TEXT EXCERPT ::
The preparations among health care providers across mostly rural Mississippi, considered to face a lower risk than states with big cities and more frequent airline flight connections to Africa, underscores the gravity with which U.S. officials view the worsening epidemic overseas and its potency as a national security threat.
“I’m confident that we are doing everything we can to prevent an Ebola outbreak in the United States,” Sen. Roger Wicker, R-Miss., said in a statement.. “I’m not overconfident. Things can go wrong. But I do think we have the most highly trained professionals on the face of the earth.”
Mississippi Gov. Phil Bryant said that the state’s top health officer, Dr. Mary Currier, has assured him that the Department of Health “has been working to guarantee all the various components are in place and that we are prepared to respond to a possible Ebola case should it occur.”
“I understand the concerns of Mississippians with the recent news of a man in Texas being diagnosed with the Ebola virus,” Bryant said.
News circulated on Friday that a patient at Howard University Hospital in the nation’s capital also was hospitalized with Ebola-like symptoms after returning from a trip to Nigeria, but tests subsequently ruled out the virus as the cause of the patient’s illness.
Bryant’s office said that state agencies involved in the preparations will brief the governor on Wednesday at the State Emergency Operations Center.
The disease is surging through Guinea, Liberia and Sierra Leone faster than health authorities have been able to respond. While current estimates put the number of those afflicted in the thousands, the CDC has said that its worst-case computer model showed that, absent an effective response, 1.4 million people in Liberia and Sierra Leone will contract it by Jan. 20.
Michael Osterholm, head of the University of Minnesota’s Center for Infectious Disease Research and Policy, likened the worsening epidemic to a forest fire that has been allowed to burn unattended for days.
In an article in Politico last week, he wrote that West African migrant workers who help with the harvest from May to October are now likely to spread the disease to as many as a half dozen neighboring countries. In the coming weeks, Osterholm said, they will wind their way from their villages, crossing borders along little-known trails. They’ll take temporary jobs in gold mines, cocoa nut and palm plantations, and illicit charcoal production operations, he said. They may be infected and not know it, because the virus’ incubation period extends up to 21 days before symptoms appear.

(Collected data)

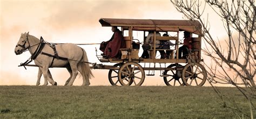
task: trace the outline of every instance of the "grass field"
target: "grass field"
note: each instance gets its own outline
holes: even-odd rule
[[[250,115],[247,102],[236,88],[220,90],[234,100],[245,115]],[[224,106],[210,87],[1,86],[0,91],[0,118],[242,116]]]

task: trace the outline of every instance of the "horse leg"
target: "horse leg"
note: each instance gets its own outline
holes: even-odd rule
[[[41,78],[41,76],[42,74],[43,74],[43,72],[42,72],[41,70],[40,69],[40,68],[38,68],[38,73],[37,75],[37,81],[36,82],[36,86],[39,86],[39,85],[40,85],[40,79]],[[44,80],[45,80],[44,82],[45,83],[45,79]]]
[[[90,84],[89,77],[87,77],[86,78],[86,77],[85,76],[86,74],[84,74],[83,68],[82,68],[82,65],[80,65],[80,64],[80,64],[80,65],[78,65],[77,68],[78,68],[78,70],[79,72],[80,72],[80,73],[81,73],[82,76],[83,77],[83,84],[82,84],[82,86],[89,86]]]
[[[74,83],[75,79],[76,79],[77,75],[78,75],[78,71],[77,71],[77,62],[76,61],[69,62],[72,70],[72,78],[69,84],[68,84],[68,86],[73,85],[73,83]]]
[[[70,79],[71,79],[71,78],[72,78],[72,70],[71,70],[71,68],[70,68],[70,66],[67,66],[66,68],[66,69],[68,70],[68,71],[69,71],[69,74],[70,75],[70,77],[69,78],[69,79],[68,79],[68,80],[66,81],[66,83],[65,83],[65,85],[66,86],[66,85],[68,85],[69,83],[69,81],[70,81]]]
[[[51,80],[53,80],[53,79],[52,79],[52,76],[51,76],[51,72],[50,72],[50,70],[49,69],[48,69],[48,76],[49,76],[50,79],[51,79]],[[44,83],[47,84],[46,85],[48,84],[48,82],[47,81],[47,80],[44,80]],[[55,82],[55,83],[54,84],[54,85],[57,85],[57,82]]]
[[[50,71],[49,71],[49,68],[48,66],[44,66],[41,68],[41,69],[42,72],[43,72],[43,75],[44,75],[44,78],[45,80],[48,80],[49,83],[51,83],[52,85],[57,85],[57,83],[55,82],[52,78],[50,78],[51,77],[51,75],[49,76],[49,74],[48,73],[48,72],[50,72]]]

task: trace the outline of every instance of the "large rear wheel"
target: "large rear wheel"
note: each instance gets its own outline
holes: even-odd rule
[[[186,86],[202,86],[206,77],[206,70],[198,63],[187,64],[182,70],[181,79]]]

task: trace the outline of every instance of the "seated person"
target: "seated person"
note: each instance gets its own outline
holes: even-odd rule
[[[181,53],[183,56],[188,54],[188,49],[192,48],[192,39],[190,36],[191,33],[188,32],[184,31],[184,40],[183,46],[179,48],[179,58],[181,58]],[[185,57],[183,57],[185,58]]]
[[[164,35],[163,35],[163,36],[169,36],[169,35],[167,33],[165,33],[164,34]],[[171,45],[173,45],[173,43],[171,42],[170,41],[163,40],[160,42],[159,47],[161,49],[170,49],[170,46]],[[161,59],[164,59],[164,58],[169,59],[169,58],[171,51],[166,50],[166,53],[165,54],[164,51],[163,53],[162,53],[162,54],[164,54],[164,55],[161,55]],[[164,55],[165,54],[166,54],[165,55]]]
[[[153,36],[154,36],[154,32],[153,31],[149,31],[149,34],[147,36],[147,38],[146,38],[146,40],[144,42],[144,44],[142,45],[142,48],[143,49],[143,53],[142,55],[142,58],[149,58],[149,51],[148,51],[149,49],[150,49],[152,47],[151,47],[151,44],[153,43]],[[161,34],[157,32],[156,34],[156,36],[161,36]],[[158,42],[158,43],[157,42]],[[156,44],[159,44],[160,41],[159,40],[156,41],[157,42]],[[156,48],[159,47],[159,44],[156,44]]]
[[[120,48],[125,48],[125,41],[122,35],[122,32],[117,26],[112,27],[112,31],[114,32],[111,39],[107,41],[103,42],[102,44],[105,44],[106,46],[100,47],[100,49],[103,52],[102,55],[106,56],[106,58],[118,58]],[[104,48],[105,47],[105,48]]]

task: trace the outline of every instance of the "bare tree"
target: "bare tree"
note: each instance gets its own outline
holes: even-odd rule
[[[255,1],[202,1],[171,0],[177,10],[187,19],[197,20],[202,24],[202,36],[205,43],[211,46],[203,49],[212,61],[210,64],[205,63],[210,84],[212,86],[214,83],[227,84],[237,87],[247,99],[251,110],[251,115],[248,116],[253,118],[253,111],[256,110],[251,101],[256,99],[256,38],[253,37],[255,34]],[[208,20],[208,13],[205,11],[207,7],[214,10],[223,21],[228,38],[225,43],[214,39],[215,33],[210,31],[211,23]],[[224,47],[224,45],[226,47]],[[218,89],[213,87],[223,99]]]

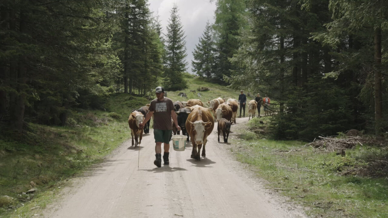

TASK REQUIREMENTS :: Render this sentence from the article on Ebola preparations in Mississippi into Spanish: "Bryant’s office said that state agencies involved in the preparations will brief the governor on Wednesday at the State Emergency Operations Center." The records are separate material and have no connection to the text.

TASK RESPONSE :: La oficina de Bryant dijo que las agencias estatales que participan en los preparativos informarán al gobernador el miércoles en el Centro Estatal de Operaciones de Emergencia.